_Your task_
Give back exactly the lines running from the line with "Please annotate the chair backrest in" to the end of the entries, and only those lines.

********

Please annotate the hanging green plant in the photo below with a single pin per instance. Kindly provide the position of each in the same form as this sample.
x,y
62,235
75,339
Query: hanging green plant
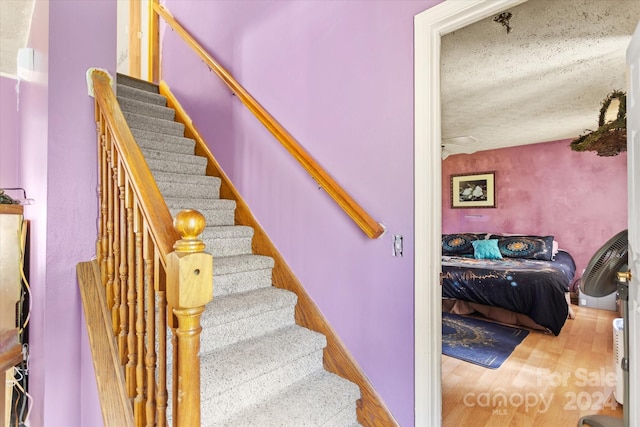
x,y
610,139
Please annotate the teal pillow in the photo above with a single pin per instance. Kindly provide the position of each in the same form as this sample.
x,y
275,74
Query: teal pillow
x,y
486,249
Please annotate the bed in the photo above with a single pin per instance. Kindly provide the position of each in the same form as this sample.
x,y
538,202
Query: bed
x,y
516,279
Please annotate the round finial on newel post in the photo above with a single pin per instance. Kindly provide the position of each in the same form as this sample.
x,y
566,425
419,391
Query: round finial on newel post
x,y
189,224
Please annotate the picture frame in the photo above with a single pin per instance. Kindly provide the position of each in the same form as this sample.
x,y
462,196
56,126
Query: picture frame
x,y
476,190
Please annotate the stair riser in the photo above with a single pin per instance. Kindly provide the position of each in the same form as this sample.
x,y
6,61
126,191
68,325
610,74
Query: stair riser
x,y
136,83
168,147
141,95
175,167
162,138
177,190
213,217
216,409
215,337
137,121
228,247
146,109
240,282
181,159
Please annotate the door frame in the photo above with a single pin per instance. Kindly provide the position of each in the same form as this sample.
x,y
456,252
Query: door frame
x,y
429,26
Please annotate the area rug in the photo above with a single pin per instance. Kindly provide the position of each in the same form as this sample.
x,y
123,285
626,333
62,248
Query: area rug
x,y
477,341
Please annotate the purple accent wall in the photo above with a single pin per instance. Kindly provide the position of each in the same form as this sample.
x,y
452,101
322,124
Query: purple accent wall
x,y
8,134
57,166
339,76
545,189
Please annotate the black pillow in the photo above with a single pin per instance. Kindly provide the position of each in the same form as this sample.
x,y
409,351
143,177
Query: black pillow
x,y
460,243
528,247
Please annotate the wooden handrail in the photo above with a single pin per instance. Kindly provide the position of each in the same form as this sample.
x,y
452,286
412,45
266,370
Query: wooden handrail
x,y
372,228
371,409
152,204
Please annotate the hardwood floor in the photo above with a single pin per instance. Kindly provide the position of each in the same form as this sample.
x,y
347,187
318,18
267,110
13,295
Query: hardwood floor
x,y
547,380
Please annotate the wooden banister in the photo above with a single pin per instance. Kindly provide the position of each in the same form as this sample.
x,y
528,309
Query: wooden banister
x,y
154,209
372,228
152,276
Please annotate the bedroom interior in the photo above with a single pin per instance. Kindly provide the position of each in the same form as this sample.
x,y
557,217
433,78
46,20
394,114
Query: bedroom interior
x,y
542,187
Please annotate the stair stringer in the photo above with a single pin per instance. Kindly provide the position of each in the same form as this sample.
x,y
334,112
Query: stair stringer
x,y
371,410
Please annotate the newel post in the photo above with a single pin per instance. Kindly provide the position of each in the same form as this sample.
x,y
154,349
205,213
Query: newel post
x,y
189,289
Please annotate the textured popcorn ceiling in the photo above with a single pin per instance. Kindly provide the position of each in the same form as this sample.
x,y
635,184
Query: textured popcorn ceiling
x,y
15,20
543,81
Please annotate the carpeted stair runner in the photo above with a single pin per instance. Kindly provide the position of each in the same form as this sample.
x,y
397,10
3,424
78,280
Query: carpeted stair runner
x,y
258,367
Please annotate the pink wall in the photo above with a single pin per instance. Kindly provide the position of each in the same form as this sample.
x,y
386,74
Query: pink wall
x,y
339,76
8,134
545,189
58,169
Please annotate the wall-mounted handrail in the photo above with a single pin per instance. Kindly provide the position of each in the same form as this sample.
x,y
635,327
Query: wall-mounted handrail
x,y
372,228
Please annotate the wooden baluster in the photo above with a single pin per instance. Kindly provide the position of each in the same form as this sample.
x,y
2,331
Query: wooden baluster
x,y
99,131
150,358
190,288
143,265
118,224
162,395
126,210
103,208
132,215
173,325
110,262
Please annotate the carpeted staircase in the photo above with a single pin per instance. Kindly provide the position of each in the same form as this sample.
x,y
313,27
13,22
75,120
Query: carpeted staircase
x,y
258,367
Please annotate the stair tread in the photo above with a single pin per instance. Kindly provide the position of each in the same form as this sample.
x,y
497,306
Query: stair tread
x,y
309,402
240,263
237,306
148,135
185,178
145,108
200,204
131,92
151,153
226,232
230,366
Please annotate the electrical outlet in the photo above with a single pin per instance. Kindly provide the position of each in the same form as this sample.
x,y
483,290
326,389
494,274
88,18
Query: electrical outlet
x,y
397,245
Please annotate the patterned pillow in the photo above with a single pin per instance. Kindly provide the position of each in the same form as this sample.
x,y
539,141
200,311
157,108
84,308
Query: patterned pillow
x,y
486,249
528,247
460,243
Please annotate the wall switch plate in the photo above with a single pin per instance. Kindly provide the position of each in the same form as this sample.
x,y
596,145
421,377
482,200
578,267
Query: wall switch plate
x,y
397,245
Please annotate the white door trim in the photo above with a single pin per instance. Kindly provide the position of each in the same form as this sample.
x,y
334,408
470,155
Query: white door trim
x,y
633,171
429,26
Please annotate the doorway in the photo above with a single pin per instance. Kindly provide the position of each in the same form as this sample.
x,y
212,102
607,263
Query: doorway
x,y
429,27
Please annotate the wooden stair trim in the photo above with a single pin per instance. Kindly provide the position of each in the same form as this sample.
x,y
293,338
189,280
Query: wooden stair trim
x,y
114,402
337,359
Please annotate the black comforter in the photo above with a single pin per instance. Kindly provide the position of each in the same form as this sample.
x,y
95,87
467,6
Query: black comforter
x,y
532,287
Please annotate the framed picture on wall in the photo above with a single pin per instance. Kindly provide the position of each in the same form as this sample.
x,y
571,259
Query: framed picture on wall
x,y
476,190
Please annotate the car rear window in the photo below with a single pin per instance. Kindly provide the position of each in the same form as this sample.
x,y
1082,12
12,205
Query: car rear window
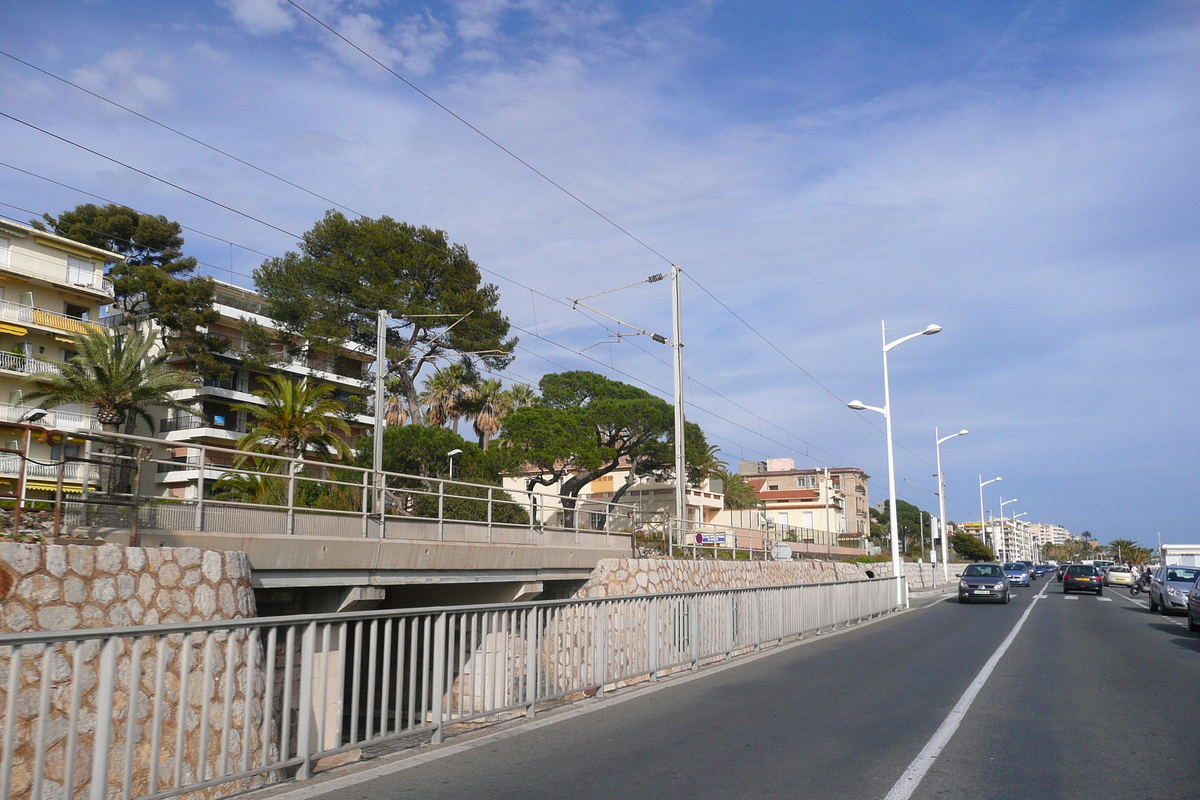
x,y
1181,575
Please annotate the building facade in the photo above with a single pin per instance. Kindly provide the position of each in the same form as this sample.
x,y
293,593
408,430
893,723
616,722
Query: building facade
x,y
51,288
216,425
835,499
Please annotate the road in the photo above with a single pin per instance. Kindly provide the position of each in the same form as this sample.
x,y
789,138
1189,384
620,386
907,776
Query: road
x,y
1092,697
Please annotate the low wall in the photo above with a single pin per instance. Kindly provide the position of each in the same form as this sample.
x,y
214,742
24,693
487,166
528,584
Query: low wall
x,y
617,577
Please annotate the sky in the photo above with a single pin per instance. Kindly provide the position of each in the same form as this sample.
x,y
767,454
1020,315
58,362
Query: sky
x,y
1024,174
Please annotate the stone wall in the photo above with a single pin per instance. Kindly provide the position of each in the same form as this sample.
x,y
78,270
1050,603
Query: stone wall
x,y
54,588
617,577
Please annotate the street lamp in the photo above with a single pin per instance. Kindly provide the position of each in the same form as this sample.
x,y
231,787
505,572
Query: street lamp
x,y
858,405
983,531
941,499
1003,541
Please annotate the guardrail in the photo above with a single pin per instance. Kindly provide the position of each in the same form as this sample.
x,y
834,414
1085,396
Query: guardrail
x,y
162,710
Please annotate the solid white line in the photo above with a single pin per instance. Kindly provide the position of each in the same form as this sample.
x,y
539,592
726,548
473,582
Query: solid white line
x,y
912,776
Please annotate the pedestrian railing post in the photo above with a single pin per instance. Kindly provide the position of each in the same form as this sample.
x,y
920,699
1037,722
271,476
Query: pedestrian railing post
x,y
102,739
306,710
437,702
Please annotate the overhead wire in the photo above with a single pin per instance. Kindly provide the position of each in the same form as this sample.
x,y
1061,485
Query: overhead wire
x,y
244,162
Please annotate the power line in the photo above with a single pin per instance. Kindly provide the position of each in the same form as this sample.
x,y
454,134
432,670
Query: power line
x,y
178,132
150,175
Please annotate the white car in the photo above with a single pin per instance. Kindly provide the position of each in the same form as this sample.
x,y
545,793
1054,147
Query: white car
x,y
1119,576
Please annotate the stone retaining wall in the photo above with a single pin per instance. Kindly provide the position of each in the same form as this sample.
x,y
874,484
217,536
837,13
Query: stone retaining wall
x,y
617,577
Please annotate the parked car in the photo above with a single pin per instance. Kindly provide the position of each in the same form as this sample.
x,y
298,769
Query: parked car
x,y
983,582
1018,573
1081,577
1169,588
1194,607
1119,576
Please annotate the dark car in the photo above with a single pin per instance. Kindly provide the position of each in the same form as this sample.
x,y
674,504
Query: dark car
x,y
1081,577
983,582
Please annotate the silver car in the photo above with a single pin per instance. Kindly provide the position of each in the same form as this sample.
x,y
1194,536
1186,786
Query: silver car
x,y
1169,588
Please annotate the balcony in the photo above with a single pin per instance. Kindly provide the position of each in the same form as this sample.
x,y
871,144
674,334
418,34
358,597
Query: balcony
x,y
195,423
53,419
57,272
33,316
72,473
27,365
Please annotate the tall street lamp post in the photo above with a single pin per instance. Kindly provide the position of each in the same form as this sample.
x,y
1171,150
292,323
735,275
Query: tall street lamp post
x,y
941,497
1003,540
983,531
858,405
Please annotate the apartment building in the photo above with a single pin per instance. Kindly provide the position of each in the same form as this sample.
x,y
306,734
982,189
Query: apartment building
x,y
833,499
51,287
217,426
1044,534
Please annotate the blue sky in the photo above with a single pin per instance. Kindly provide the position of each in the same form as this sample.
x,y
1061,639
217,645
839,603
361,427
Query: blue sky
x,y
1024,174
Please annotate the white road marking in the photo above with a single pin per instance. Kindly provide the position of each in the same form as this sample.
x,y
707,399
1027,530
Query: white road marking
x,y
912,776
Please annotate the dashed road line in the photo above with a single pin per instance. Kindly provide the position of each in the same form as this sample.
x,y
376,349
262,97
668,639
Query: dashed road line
x,y
912,776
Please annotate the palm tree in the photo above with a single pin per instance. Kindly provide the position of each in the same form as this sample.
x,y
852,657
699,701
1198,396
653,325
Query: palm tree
x,y
115,374
298,416
447,392
490,404
738,492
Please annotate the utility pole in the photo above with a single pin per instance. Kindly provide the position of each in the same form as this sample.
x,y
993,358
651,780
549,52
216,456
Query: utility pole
x,y
677,335
377,437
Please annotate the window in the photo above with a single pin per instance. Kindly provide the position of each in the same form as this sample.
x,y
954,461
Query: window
x,y
79,271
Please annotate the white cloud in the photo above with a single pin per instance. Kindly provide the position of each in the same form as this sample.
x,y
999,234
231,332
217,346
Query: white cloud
x,y
126,76
262,16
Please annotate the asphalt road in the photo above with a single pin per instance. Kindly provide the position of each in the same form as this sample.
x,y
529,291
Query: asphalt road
x,y
1093,698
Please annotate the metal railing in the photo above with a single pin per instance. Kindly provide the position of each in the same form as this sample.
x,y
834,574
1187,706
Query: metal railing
x,y
162,710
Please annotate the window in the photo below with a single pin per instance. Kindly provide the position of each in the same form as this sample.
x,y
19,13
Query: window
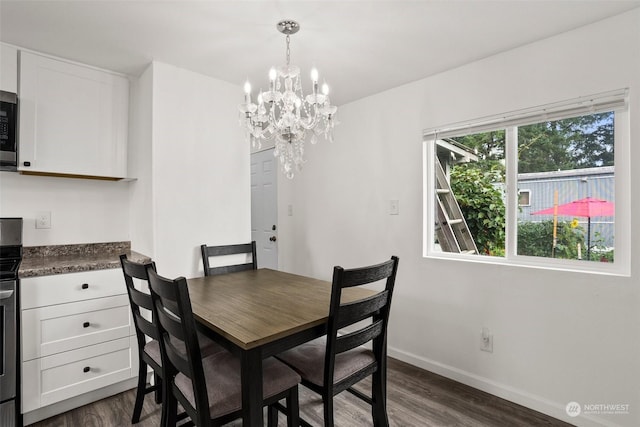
x,y
535,187
524,197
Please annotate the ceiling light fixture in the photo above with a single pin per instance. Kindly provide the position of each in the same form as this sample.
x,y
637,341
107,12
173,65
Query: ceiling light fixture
x,y
284,114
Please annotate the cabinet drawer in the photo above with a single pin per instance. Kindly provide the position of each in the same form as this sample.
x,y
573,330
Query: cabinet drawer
x,y
61,288
55,378
63,327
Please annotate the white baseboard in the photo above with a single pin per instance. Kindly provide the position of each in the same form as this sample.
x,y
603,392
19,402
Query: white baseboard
x,y
521,397
75,402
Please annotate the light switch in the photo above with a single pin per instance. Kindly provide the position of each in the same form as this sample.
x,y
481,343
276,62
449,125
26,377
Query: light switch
x,y
43,219
394,207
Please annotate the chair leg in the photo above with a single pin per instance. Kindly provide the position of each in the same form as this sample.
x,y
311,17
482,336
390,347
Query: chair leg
x,y
272,416
169,415
157,381
379,404
140,391
328,410
293,406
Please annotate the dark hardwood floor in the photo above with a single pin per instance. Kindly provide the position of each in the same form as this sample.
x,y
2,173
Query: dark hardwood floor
x,y
415,398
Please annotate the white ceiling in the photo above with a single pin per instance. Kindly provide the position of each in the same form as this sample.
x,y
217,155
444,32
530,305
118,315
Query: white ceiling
x,y
359,47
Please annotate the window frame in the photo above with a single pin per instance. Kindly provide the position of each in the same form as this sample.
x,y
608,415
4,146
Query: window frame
x,y
616,101
524,190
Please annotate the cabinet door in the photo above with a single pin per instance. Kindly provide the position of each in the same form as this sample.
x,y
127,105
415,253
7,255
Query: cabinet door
x,y
73,119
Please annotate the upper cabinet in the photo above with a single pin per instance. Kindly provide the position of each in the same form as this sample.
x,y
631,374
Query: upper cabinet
x,y
8,68
73,119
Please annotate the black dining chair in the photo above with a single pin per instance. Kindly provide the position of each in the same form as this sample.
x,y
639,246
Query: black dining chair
x,y
147,333
224,250
209,389
333,364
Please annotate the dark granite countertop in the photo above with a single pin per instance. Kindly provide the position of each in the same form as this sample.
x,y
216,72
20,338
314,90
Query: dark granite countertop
x,y
61,259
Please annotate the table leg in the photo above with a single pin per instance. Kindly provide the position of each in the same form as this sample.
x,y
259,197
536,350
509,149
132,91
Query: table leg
x,y
251,376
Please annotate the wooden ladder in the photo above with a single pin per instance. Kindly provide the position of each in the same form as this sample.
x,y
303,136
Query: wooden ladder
x,y
451,228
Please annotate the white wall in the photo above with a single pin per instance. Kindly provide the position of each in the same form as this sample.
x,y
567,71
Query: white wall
x,y
200,180
82,211
558,336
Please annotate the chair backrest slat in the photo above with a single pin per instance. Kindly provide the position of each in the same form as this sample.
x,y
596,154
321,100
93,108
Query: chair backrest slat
x,y
137,299
223,250
356,311
361,336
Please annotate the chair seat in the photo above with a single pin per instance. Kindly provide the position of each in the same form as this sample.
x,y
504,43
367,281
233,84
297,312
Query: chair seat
x,y
308,360
224,389
152,349
208,347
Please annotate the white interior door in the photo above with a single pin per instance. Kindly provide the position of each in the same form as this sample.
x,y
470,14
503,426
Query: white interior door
x,y
264,208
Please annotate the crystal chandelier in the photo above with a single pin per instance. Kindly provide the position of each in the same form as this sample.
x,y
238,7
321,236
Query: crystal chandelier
x,y
284,114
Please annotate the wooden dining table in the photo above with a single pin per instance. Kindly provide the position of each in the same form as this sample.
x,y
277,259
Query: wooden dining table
x,y
256,314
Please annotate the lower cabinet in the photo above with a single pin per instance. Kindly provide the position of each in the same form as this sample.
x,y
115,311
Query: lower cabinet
x,y
62,376
77,336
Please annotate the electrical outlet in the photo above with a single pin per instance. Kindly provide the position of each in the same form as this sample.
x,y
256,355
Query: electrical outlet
x,y
486,340
43,220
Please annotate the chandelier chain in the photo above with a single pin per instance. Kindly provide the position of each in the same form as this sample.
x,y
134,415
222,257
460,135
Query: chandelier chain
x,y
288,50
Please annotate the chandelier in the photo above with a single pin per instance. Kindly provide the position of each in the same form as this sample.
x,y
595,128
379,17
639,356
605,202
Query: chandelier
x,y
284,114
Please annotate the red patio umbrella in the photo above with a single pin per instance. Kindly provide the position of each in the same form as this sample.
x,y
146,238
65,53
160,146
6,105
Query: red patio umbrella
x,y
585,208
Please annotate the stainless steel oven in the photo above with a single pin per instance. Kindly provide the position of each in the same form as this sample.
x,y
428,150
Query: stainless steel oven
x,y
8,131
10,258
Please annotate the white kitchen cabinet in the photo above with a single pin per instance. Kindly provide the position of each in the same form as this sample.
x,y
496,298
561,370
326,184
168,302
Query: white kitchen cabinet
x,y
77,336
52,379
73,118
8,68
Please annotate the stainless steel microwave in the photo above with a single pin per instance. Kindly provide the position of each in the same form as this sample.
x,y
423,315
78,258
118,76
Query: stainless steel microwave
x,y
8,131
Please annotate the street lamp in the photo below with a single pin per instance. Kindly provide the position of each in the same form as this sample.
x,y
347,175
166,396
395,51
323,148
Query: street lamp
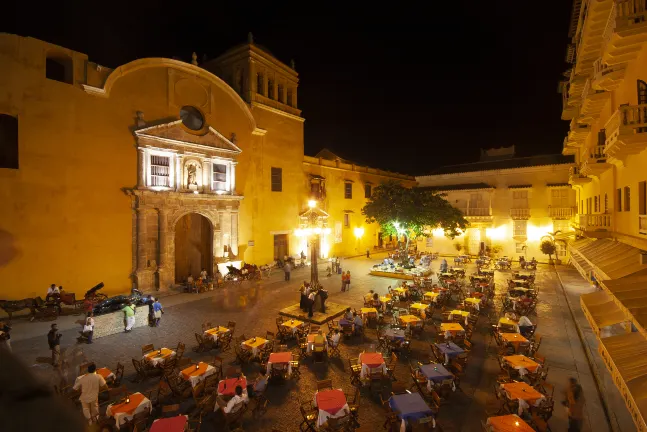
x,y
312,224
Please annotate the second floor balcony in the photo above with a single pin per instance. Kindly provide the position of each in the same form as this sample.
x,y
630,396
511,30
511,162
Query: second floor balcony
x,y
575,177
626,131
596,163
561,213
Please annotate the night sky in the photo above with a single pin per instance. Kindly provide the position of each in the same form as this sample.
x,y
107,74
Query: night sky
x,y
393,85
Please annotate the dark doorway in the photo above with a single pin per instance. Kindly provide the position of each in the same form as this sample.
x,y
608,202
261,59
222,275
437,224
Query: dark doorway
x,y
280,246
193,246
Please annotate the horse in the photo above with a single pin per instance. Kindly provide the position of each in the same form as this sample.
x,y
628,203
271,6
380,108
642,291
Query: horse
x,y
11,306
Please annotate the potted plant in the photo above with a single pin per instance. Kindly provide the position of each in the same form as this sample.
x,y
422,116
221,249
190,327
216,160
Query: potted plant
x,y
547,247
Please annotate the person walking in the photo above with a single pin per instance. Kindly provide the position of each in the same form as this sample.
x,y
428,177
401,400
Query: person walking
x,y
158,311
287,268
575,404
5,337
54,341
90,385
129,310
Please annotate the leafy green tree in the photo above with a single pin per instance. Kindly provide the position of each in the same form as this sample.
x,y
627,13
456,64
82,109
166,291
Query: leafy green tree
x,y
409,212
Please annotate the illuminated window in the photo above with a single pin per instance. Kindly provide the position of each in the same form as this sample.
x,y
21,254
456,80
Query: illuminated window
x,y
277,179
160,171
219,177
8,141
348,190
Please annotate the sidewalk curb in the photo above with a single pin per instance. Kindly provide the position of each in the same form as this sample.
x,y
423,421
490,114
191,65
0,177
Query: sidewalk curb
x,y
609,415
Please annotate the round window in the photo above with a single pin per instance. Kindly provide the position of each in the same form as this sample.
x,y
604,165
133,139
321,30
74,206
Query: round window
x,y
192,118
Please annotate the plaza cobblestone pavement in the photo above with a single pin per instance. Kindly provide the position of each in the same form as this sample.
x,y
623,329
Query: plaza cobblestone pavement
x,y
254,307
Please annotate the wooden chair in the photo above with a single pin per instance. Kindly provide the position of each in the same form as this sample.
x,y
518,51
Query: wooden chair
x,y
324,385
147,348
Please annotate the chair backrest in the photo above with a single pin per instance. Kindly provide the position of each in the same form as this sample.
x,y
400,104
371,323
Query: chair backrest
x,y
147,348
324,384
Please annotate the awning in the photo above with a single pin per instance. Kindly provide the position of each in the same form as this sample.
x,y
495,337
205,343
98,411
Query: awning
x,y
631,297
609,259
626,358
600,310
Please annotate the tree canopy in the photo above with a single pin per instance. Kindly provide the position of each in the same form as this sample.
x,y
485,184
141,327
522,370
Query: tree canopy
x,y
410,211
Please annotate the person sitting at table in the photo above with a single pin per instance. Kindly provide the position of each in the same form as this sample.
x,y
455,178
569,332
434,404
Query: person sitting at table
x,y
525,325
234,403
259,385
90,384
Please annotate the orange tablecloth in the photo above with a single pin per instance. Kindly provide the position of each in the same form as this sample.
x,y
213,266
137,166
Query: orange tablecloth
x,y
508,423
521,390
521,361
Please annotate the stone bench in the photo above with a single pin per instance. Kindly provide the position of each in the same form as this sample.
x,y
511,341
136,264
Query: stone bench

********

_Reply to the exercise_
Please annotate the chair backrest in the photo above with a single pin per instance. Kindly provide the position of each in the same form as this sample.
x,y
400,104
371,323
Query: chair backrest
x,y
147,348
324,384
Please annotate the awning in the photo above with a single pin per instance. Kindly provide the position of each in the same form as this sample.
x,y
495,337
205,343
98,411
Query: awning
x,y
631,297
609,259
626,358
600,310
Please annotate the tree canopy in the photo above with a single pin per instance. Kindly provide the position of each in the same form as this sample.
x,y
485,184
141,327
522,370
Query: tree canopy
x,y
410,211
Please annotate the person sitting at table in the photo above with a single pin per instance. Kindly provide the position of each in the same form as this sample.
x,y
455,178
569,332
434,404
Query: person sitting at table
x,y
525,325
234,403
259,385
90,384
Please annotate the orange tablecloth in the photo above with a single pin per instance. Kindly provide the position of each in the same form as this sample.
x,y
213,266
137,166
Query: orange tablecloth
x,y
508,423
521,390
521,361
Please annotate the stone bench in the photo above with a single pin per instance. Kindly provide the position of each in the same form as this sample.
x,y
511,341
136,264
Query: stone bench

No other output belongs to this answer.